* [The problem] Copy all of the entries that follow, exactly.

* [Given records]
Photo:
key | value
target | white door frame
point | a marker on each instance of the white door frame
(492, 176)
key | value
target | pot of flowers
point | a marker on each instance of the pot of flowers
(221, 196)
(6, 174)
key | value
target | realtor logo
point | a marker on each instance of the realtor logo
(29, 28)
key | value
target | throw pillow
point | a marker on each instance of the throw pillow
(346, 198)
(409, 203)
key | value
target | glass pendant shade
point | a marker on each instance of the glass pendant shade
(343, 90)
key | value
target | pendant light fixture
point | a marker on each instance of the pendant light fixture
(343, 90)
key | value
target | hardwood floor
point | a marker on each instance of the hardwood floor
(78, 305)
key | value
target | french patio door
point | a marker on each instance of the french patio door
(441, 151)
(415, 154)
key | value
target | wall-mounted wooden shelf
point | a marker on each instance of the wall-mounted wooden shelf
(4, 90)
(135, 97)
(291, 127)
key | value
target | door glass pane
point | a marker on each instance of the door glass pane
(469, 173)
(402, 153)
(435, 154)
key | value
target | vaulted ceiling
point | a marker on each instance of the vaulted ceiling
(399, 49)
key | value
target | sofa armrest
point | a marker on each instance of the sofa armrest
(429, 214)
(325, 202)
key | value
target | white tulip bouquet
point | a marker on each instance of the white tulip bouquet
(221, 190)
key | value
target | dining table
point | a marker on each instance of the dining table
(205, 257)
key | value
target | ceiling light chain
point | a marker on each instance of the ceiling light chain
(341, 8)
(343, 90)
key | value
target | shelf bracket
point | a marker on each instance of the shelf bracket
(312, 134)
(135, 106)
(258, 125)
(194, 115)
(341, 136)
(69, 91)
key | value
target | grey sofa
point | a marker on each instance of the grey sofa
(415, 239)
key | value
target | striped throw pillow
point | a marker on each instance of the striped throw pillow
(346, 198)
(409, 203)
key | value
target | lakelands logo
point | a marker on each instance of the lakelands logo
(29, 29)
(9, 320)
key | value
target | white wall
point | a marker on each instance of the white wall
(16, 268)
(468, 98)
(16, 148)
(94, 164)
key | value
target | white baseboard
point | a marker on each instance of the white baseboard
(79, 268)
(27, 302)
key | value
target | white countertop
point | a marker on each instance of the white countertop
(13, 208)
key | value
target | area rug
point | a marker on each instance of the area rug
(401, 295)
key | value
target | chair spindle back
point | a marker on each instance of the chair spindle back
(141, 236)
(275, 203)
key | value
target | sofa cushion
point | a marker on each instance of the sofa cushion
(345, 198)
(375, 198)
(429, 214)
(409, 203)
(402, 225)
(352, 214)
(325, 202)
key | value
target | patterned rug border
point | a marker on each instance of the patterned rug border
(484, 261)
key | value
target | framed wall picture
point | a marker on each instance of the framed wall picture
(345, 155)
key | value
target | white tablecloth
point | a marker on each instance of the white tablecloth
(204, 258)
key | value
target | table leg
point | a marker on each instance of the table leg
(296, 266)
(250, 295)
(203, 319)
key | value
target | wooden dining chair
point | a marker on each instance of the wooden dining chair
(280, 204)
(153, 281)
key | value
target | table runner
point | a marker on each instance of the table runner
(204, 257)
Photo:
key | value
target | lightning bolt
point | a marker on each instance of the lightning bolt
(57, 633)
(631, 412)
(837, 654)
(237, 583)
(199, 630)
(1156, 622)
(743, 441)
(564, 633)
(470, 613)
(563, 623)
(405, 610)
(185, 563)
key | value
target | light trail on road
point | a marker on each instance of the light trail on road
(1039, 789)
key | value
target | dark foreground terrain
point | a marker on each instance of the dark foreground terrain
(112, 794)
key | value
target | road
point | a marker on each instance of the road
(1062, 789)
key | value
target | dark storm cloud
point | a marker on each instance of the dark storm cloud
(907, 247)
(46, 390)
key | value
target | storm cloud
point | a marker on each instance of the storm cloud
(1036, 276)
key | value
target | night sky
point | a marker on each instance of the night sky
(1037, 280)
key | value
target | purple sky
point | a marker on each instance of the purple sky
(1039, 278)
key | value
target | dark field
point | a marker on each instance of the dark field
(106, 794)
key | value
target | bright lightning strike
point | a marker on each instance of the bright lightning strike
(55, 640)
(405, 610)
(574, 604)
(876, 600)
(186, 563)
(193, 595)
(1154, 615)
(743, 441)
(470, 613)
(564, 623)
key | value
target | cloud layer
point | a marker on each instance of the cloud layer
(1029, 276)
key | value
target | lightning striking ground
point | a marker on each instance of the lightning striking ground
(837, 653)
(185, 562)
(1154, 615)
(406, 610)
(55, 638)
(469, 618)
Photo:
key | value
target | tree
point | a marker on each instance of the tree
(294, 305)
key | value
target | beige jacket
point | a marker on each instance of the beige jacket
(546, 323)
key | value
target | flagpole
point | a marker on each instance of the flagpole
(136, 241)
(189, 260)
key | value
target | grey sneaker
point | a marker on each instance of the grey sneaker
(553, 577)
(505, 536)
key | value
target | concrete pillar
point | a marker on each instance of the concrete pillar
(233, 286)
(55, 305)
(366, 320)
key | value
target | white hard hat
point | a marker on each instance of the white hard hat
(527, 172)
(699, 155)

* [Your response]
Photo:
key | value
target | white door frame
point | a marker on each instance of the white door frame
(492, 176)
key | value
target | pot of flowers
point | a marker on each instance of the pot of flowers
(221, 196)
(6, 174)
key | value
target | realtor logo
point | a marker on each instance of the realtor logo
(29, 28)
key | value
target | throw pillow
point | a marker on each instance of the throw pillow
(346, 198)
(409, 203)
key | value
target | glass pendant shade
point | a marker on each instance of the glass pendant shade
(343, 90)
key | value
target | pendant light fixture
point | a marker on each instance of the pendant light fixture
(343, 90)
key | value
target | hardwood floor
point | a marker on each instance of the hardwood floor
(78, 305)
key | value
target | french patio door
point | a marker on each instance of the french patio door
(441, 151)
(415, 154)
key | value
target | wall-mounted wooden shelf
point | a marker on each instance of the wall-mounted wooden shelf
(4, 90)
(135, 97)
(291, 127)
key | value
target | door glass pane
point | a marker on each instance of the door glass pane
(469, 173)
(402, 153)
(435, 154)
key | value
target | vaulted ceiling
point | a marker on each instance of the vaulted ceiling
(399, 49)
key | value
target | sofa armrest
point | a marker on each instance of the sofa armrest
(429, 214)
(325, 202)
key | value
target | white tulip bouquet
point | a marker on each instance of the white tulip bouquet
(221, 190)
key | value
target | dining table
point | a marker on each instance of the dining table
(205, 257)
key | value
target | ceiling light chain
point | a marker on each instance of the ceiling light chain
(341, 8)
(343, 90)
key | value
target | shelf bracket
point | a marker on each instance of the shelf bracket
(312, 134)
(135, 106)
(258, 125)
(194, 115)
(341, 136)
(69, 91)
key | value
target | grey sofa
point | a marker on each instance of the grey sofa
(415, 239)
key | value
target | striped throw pillow
point | a marker on each instance of the striped throw pillow
(346, 198)
(409, 203)
key | value
target | lakelands logo
point | a marker on each instance of the lakelands logo
(29, 29)
(9, 320)
key | value
target | white wall
point | a marker on each instance of the white wall
(16, 268)
(468, 98)
(16, 148)
(94, 164)
key | value
target | white baseboard
point | a marker on each instance of the white baseboard
(79, 268)
(27, 302)
key | value
target | white countertop
point | a marker on each instance of the white countertop
(13, 208)
key | value
target | area rug
point | a marker on each instance of the area rug
(401, 295)
key | value
target | chair spindle back
point | a marker on each instance of the chair spindle back
(141, 236)
(275, 203)
key | value
target | sofa cushion
point | a marker on each instance of the sofa cushion
(345, 198)
(375, 198)
(429, 214)
(409, 203)
(402, 225)
(352, 214)
(325, 202)
key | value
target | patterned rug border
point | a marker on each instance of the patterned rug border
(484, 261)
key | value
target | framed wall picture
point | a marker on each instance of the framed wall picture
(345, 155)
key | value
target | white tablecloth
point | a marker on each instance of the white tablecloth
(204, 258)
key | value
target | table leg
point | a marker on each instance of the table leg
(296, 266)
(250, 295)
(203, 319)
key | value
target | wooden dining chair
point | a marker on each instance of the wooden dining chair
(280, 204)
(153, 281)
key | value
target | table runner
point | a marker on each instance of the table runner
(204, 257)
Photo:
key | value
target | lightning bolt
point | a marker on each instance of the lightning bolt
(57, 633)
(631, 412)
(837, 654)
(237, 583)
(199, 630)
(1156, 622)
(743, 441)
(564, 633)
(470, 613)
(563, 623)
(405, 610)
(185, 563)
key | value
target | light trail on road
point | a marker on each instance of the light trail on road
(1039, 789)
key | value
target | dark foreground terrain
point | a marker on each instance of the dark foreground terrain
(112, 794)
key | value
target | road
point | a marker on each instance of the road
(1062, 789)
key | value
target | dark storm cloud
point | a marker on each instance of the dark storm cloud
(907, 247)
(46, 390)
key | value
target | storm cloud
point | a marker on each instance of the storm cloud
(1036, 276)
key | value
target | night sky
point | a marker on each instance of the night sky
(1037, 280)
key | value
target | purple sky
point | a marker on each instance of the purple sky
(1039, 278)
key | value
target | dark field
point | a marker on each instance of the dark field
(106, 794)
key | value
target | bright lightning strike
point | a marker on each instance of the bright lightning strike
(55, 640)
(405, 610)
(574, 604)
(876, 600)
(186, 563)
(193, 595)
(1154, 615)
(743, 441)
(470, 613)
(564, 623)
key | value
target | cloud layer
point | a marker on each instance of the cloud layer
(1029, 276)
key | value
target | lightning striking ground
point | a marker on each instance of the lightning striking ground
(837, 653)
(185, 562)
(1154, 615)
(406, 610)
(55, 638)
(469, 618)
Photo:
key | value
target | tree
point | a marker on each instance of the tree
(294, 305)
key | value
target | beige jacket
point | a marker on each instance of the beige jacket
(546, 323)
key | value
target | flagpole
point | a marker on each instance of the flagpole
(136, 241)
(189, 260)
key | value
target | grey sneaker
point | a marker on each instance of the grey sneaker
(553, 577)
(505, 536)
key | value
target | concrete pillar
point | a marker on each instance of the concrete pillar
(233, 286)
(55, 305)
(366, 320)
key | value
target | white hard hat
point | a marker on each instance of the white hard hat
(527, 172)
(699, 155)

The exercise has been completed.